» Study text
------------
The German artist was a compulsive collector and appropriator of everyday ephemera. Explore his unique assortment of 150 postage stamps in an artist project first published in ArtReview a decade ago

Hans Peter Feldmann had a love of the seemingly banal and an eye for surprising details amidst the detritus of the everyday. Upon his death at the age of eighty-two on 26 May 2023, he had amassed an immense archive of images gathered from diverse sources ranging from fashion magazines to postcards, washing machine catalogues to family photographs. These would often be displayed in surprising combinations in his installations, infused as much with playful humour as with an unusual ability to take seemingly silly situations seriously. 

Born in 1941 in Düsseldorf, he described his interest in the visual arts as a symptom of the lack of pictures available in postwar Germany during his childhood. ‘The few I could get, I really wanted to see,’ he stated. He went on to study painting at the University of Arts and Industrial Design in Linz. Feldmann operated largely beyond the structures of the artworld for much of his life, with some critics deeming his work as little more than dime-store displays. He reached new audiences and recognition when he won the Solomon R. Guggenheim’s Hugo Boss Prize in 2011; at the age of seventy, he was the oldest-ever recipient. For his accompanying solo exhibition, he displayed the full $100,000 of prize money in one-dollar bills on the walls of the museum.
------------
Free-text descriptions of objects
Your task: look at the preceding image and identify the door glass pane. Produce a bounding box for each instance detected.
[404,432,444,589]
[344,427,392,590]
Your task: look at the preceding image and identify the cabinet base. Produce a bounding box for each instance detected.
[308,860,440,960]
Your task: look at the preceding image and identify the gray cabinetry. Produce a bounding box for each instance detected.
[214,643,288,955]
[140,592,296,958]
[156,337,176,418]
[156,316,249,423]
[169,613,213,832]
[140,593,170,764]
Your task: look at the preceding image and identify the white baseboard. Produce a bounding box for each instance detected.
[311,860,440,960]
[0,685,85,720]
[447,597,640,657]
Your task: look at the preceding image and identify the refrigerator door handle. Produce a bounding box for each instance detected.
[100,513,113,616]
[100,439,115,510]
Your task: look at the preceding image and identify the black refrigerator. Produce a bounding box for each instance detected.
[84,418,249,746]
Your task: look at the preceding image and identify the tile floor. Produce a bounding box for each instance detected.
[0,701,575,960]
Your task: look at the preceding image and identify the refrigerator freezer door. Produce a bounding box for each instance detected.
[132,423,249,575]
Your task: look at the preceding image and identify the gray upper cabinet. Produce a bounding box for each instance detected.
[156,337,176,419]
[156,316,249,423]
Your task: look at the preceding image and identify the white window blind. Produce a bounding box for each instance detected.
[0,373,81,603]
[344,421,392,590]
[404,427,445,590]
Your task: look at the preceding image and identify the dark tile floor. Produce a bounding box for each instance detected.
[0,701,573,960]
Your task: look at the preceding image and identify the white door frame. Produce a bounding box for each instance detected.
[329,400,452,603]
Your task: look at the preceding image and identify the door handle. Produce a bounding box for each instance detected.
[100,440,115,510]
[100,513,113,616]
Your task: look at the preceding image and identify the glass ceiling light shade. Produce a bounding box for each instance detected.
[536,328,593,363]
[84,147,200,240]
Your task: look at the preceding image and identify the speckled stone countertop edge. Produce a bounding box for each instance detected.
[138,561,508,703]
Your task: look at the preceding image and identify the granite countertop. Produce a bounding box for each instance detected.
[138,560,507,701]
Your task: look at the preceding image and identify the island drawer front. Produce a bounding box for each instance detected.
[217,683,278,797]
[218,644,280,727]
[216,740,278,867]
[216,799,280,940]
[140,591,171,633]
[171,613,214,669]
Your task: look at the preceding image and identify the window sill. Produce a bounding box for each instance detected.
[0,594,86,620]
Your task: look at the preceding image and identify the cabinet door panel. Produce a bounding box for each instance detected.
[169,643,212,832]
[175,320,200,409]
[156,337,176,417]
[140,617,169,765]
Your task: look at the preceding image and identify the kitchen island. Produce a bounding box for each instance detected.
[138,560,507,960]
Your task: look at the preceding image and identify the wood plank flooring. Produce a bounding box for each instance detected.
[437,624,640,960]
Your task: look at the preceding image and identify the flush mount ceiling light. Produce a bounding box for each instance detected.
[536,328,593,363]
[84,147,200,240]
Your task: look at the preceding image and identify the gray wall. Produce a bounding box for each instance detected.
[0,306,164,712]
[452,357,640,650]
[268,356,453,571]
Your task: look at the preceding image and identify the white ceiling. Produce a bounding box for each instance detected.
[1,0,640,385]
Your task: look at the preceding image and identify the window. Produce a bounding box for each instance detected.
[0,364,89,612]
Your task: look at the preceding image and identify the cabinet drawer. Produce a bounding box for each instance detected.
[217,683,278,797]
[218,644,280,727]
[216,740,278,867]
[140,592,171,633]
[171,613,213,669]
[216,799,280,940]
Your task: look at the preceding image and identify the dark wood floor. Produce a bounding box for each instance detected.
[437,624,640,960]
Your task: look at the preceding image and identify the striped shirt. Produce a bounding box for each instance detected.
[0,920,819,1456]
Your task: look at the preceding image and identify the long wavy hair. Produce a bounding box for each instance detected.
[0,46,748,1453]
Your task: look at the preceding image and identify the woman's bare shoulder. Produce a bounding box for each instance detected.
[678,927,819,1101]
------------
» Work instruction 1
Write out the passage on Hans Peter Feldmann word for word, everything from "Born in 1941" down to "of the museum.".
» Work instruction 2
Carry on the piece about Hans Peter Feldmann from the point where it stops.

» Response box 1
Born in 1941 in Düsseldorf, he described his interest in the visual arts as a symptom of the lack of pictures available in postwar Germany during his childhood. ‘The few I could get, I really wanted to see,’ he stated. He went on to study painting at the University of Arts and Industrial Design in Linz. Feldmann operated largely beyond the structures of the artworld for much of his life, with some critics deeming his work as little more than dime-store displays. He reached new audiences and recognition when he won the Solomon R. Guggenheim’s Hugo Boss Prize in 2011; at the age of seventy, he was the oldest-ever recipient. For his accompanying solo exhibition, he displayed the full $100,000 of prize money in one-dollar bills on the walls of the museum.

» Response box 2
Feldmann’s appropriation of images led him to be grouped with the Pop art that emerged in Germany during the 1960s, where he lived throughout his life, although his recontextualising of material and rejection of traditional exhibition structures defined him as a leading conceptual artist. He created artist books that refused the commercialisation of his work, which were distributed in unsigned and unlimited editions, including one that featured nothing but photographs of knees. He had a love of repetition and absurdity, which he saw as a reflection of our own reality. 

For ArtReview in May 2013, Feldmann presented a special artist’s project of 150 postage stamps showing paintings with nudes. Published with no accompanying text from the artist, it exemplifies his obsessive fascination with the communicative power of the wordless image, as well as his love of the ordinary, the everyday and the overlooked. This collection is published online for the first time on the occasion of his death.